ASSIGNMENT >> Everything in the records below is to be reproduced exactly, apart from the images.

GIVEN ENTRIES >>
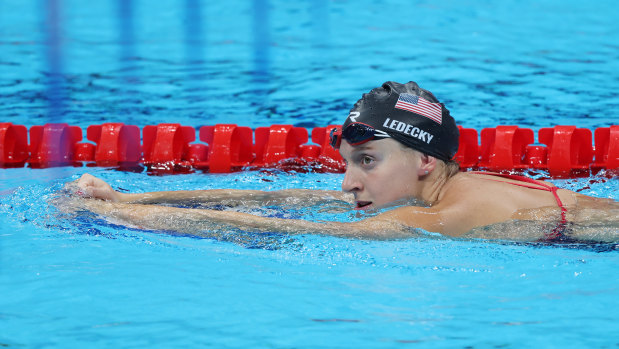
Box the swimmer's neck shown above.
[419,169,458,206]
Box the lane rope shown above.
[1,122,617,176]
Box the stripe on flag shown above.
[394,93,442,124]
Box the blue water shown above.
[1,0,619,348]
[1,0,618,130]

EXERCISE OUTPUT >>
Box the swimmer's neck shown above.
[419,169,458,206]
Box the lane rope shown above.
[1,122,617,176]
Box the stripe on flag shown above.
[394,93,442,124]
Box the blue water shown above.
[1,0,619,348]
[1,0,618,130]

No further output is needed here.